Dataset entries
[Begin]

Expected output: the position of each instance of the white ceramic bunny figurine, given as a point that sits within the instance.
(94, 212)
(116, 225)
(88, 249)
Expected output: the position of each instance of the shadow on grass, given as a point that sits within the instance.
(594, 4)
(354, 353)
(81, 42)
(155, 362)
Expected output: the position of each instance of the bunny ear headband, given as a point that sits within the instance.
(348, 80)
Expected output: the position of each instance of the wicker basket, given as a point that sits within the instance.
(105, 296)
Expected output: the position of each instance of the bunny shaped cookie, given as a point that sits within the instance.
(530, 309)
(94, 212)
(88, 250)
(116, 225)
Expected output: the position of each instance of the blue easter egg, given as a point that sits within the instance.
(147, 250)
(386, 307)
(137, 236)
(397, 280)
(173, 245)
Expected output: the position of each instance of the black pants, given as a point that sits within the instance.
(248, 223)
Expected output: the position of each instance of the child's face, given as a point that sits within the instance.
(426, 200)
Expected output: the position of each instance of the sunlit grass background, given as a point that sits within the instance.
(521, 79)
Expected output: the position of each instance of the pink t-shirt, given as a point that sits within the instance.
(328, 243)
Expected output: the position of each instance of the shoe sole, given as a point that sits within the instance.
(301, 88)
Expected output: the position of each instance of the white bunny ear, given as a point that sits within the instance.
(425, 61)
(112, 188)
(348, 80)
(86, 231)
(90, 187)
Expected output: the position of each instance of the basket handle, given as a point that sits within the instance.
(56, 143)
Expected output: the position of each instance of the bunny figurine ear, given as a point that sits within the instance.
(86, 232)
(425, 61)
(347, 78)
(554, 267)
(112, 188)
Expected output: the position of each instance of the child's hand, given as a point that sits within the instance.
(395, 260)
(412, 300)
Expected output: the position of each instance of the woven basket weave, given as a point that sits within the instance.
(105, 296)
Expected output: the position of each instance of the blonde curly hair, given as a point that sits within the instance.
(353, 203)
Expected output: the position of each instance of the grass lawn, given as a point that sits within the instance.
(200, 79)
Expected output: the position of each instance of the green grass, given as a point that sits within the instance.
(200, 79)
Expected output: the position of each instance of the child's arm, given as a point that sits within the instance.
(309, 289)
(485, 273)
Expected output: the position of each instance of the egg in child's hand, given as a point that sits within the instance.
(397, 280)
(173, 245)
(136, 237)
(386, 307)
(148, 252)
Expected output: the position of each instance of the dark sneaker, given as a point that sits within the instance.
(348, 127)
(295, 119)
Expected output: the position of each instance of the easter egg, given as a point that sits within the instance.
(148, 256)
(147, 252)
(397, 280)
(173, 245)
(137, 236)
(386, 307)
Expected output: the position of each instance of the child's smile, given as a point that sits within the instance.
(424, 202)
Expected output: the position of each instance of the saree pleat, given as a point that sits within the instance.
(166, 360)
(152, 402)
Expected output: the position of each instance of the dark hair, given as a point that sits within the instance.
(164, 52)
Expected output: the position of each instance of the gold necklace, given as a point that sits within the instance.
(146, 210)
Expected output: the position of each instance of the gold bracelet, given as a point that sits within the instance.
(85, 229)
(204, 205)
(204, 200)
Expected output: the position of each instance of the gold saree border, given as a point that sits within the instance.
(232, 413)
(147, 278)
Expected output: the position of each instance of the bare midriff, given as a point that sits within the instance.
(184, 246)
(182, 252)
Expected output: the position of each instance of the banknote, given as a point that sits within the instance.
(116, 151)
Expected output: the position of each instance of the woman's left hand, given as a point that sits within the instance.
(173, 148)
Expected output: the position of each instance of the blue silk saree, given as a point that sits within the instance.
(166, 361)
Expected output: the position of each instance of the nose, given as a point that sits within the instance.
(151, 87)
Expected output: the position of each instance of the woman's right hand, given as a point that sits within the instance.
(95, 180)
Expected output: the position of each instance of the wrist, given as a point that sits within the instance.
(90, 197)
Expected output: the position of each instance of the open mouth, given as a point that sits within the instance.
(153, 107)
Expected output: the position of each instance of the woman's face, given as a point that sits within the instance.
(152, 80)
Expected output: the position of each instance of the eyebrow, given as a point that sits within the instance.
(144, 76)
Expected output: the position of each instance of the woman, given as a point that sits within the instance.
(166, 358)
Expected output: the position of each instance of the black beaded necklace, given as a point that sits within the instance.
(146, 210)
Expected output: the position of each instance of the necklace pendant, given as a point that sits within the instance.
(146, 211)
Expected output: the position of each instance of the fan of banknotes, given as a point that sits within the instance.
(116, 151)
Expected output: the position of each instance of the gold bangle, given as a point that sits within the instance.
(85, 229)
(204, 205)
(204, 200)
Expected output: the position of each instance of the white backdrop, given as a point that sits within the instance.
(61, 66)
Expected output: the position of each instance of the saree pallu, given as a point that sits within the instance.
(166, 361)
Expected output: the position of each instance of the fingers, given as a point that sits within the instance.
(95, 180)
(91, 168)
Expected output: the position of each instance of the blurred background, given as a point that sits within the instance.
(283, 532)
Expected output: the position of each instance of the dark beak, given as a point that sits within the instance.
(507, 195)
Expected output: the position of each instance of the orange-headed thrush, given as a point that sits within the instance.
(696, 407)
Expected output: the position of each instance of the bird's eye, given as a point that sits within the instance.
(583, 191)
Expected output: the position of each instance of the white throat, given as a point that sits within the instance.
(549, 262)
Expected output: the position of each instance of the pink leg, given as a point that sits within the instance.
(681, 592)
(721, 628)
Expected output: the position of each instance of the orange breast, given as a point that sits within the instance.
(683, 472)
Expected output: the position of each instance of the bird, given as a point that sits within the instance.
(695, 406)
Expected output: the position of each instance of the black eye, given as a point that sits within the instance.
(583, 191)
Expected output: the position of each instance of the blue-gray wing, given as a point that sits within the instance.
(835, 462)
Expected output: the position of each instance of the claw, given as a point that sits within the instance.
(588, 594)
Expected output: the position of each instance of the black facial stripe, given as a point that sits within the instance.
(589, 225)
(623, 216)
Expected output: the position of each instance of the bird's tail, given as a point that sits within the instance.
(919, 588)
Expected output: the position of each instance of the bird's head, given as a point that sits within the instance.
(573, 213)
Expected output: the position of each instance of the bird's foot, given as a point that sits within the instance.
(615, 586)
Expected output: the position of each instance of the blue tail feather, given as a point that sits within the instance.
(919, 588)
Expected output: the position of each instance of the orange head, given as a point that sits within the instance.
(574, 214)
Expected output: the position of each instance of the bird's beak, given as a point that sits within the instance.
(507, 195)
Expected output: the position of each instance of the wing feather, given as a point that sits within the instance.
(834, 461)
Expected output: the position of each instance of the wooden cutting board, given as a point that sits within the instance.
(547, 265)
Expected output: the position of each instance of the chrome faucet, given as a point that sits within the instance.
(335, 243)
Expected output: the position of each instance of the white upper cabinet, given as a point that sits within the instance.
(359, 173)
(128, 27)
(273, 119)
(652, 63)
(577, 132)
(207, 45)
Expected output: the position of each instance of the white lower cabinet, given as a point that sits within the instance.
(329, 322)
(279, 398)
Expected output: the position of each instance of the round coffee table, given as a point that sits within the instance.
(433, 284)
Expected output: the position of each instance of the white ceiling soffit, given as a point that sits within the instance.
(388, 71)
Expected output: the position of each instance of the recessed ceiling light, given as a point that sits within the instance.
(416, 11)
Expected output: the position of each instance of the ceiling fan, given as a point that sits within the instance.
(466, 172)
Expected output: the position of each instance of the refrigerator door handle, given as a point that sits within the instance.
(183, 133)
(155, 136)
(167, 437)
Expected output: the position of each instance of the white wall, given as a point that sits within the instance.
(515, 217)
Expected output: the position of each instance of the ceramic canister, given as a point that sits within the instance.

[End]

**Exercise brief:**
The answer consists only of the lines from the one containing "the white ceiling" to the end of the records, each written out exactly.

**Task result:**
Expected output: the position of each instance of the white ceiling soffit, given as a point that sits within the instance.
(388, 71)
Expected output: the position of each instance of the recessed ceiling light, given as a point that sits within the instance.
(416, 11)
Expected output: the position of each instance of the ceiling fan, given as a point that sits within the instance.
(466, 172)
Expected output: the position of each instance of the refrigerator door handle, given as a point that sits within the instance.
(183, 133)
(155, 136)
(167, 437)
Expected output: the position of each instance of the white wall, given as a point that sits within the instance.
(515, 217)
Expected output: the position of each instance of the ceramic canister, given as a point that sits within the instance.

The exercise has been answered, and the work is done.